## [What you should do]
Rewrite all of the lines below, substituting "object" for every occurrence of "instance" and leaving everything else as it is.

-- Start Provided information --

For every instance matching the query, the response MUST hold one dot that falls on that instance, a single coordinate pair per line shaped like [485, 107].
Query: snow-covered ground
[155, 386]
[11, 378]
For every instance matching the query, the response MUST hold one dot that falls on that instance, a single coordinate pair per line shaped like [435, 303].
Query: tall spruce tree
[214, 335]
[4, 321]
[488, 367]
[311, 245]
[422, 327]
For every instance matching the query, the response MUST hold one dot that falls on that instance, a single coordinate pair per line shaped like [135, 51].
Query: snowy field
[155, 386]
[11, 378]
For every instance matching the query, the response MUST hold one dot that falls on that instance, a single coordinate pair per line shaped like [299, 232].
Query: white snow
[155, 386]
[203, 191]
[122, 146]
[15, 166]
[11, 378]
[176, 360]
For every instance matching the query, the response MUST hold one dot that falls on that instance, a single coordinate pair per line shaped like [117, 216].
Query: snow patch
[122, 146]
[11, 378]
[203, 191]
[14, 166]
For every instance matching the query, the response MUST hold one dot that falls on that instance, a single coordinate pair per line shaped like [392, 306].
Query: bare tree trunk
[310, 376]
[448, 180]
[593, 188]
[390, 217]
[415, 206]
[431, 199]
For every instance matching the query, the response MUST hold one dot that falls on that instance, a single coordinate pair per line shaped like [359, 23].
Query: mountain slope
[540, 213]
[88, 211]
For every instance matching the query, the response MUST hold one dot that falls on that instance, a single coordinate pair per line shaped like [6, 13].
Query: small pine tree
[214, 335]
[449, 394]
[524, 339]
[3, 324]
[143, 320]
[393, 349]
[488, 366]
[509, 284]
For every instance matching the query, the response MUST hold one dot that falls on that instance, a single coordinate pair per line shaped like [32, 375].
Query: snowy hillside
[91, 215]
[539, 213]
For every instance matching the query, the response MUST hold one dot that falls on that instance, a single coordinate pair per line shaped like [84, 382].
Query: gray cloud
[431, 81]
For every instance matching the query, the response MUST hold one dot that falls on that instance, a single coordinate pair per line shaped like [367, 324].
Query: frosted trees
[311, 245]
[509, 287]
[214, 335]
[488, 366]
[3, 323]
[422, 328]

-- End Provided information --

## [Solution for this task]
For every object matching the query, the response MUST hold one dot that falls on that object, a single coordinate pair per line shaped like [485, 107].
Query: snow-covered ground
[155, 386]
[11, 378]
For every object matching the query, the response MUST hold one dot that falls on that object, a single coordinate pair per line shaped like [435, 303].
Query: tall spruce tree
[214, 335]
[4, 321]
[488, 367]
[311, 245]
[422, 327]
For every object matching the query, the response MUST hold one dot that falls on that object, a single coordinate pair per line shaped like [135, 51].
Query: snowy field
[155, 386]
[11, 378]
For every object matching the query, the response MUST hold one dot that falls on that object, a single coordinate pair per line shaped like [299, 232].
Query: white snow
[155, 386]
[203, 191]
[122, 146]
[15, 166]
[11, 378]
[176, 360]
For every object matching the query, the response MUST hold one dot that falls on that object, a single coordinate pair per line shaped like [117, 216].
Query: snow patch
[122, 146]
[11, 378]
[203, 191]
[14, 166]
For every object matching the query, the response MUST hold one dot that falls on that object, a single coordinate pair per line shaped like [392, 306].
Query: bare tree trunk
[310, 376]
[448, 180]
[593, 188]
[390, 217]
[415, 206]
[431, 199]
For every object matching the query, the response MUST hold one dot that falls on that object, a single coordinate pair per line shaped like [359, 23].
Query: mountain slope
[540, 213]
[88, 211]
For every object matching the query, the response MUST hold one dot that falls on that object, a single coordinate pair per line shaped like [6, 13].
Query: small pine tree
[214, 335]
[449, 394]
[524, 339]
[3, 324]
[143, 320]
[393, 349]
[488, 366]
[509, 284]
For every object matching the query, the response MUST hold one dot that falls on that object, a single coordinate pair per line shaped like [32, 375].
Query: snowy hillside
[91, 215]
[539, 213]
For every object matching the query, the response MUST hold one dot that falls on that object, a single coordinate pair per line shaped like [84, 382].
Query: gray cloud
[431, 81]
For every object matching the query, the response MUST hold one dot that falls on that object, a single coordinate pair per line shaped like [367, 324].
Query: frosted trees
[311, 245]
[509, 287]
[214, 335]
[488, 366]
[3, 323]
[422, 328]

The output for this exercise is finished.